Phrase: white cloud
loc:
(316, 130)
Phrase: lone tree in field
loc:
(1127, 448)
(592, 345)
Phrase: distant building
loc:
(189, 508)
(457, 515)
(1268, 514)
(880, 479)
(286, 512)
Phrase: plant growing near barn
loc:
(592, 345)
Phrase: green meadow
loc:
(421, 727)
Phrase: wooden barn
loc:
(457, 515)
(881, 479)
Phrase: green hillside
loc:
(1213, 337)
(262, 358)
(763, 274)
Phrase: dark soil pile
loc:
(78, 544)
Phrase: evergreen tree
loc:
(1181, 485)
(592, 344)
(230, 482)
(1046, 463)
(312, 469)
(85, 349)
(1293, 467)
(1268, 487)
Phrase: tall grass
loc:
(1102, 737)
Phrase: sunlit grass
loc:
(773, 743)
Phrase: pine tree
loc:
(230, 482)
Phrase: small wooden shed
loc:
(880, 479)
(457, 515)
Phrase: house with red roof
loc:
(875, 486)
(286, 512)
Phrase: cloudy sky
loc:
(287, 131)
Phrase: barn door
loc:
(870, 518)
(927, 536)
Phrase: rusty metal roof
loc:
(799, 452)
□ □ □
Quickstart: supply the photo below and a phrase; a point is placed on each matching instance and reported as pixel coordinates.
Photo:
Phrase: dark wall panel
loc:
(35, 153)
□ □ □
Filter the material above down to the lines that hold the word "barn".

Written answer:
Phrase: plant growing near barn
Phrase: wooden barn
Phrase: barn door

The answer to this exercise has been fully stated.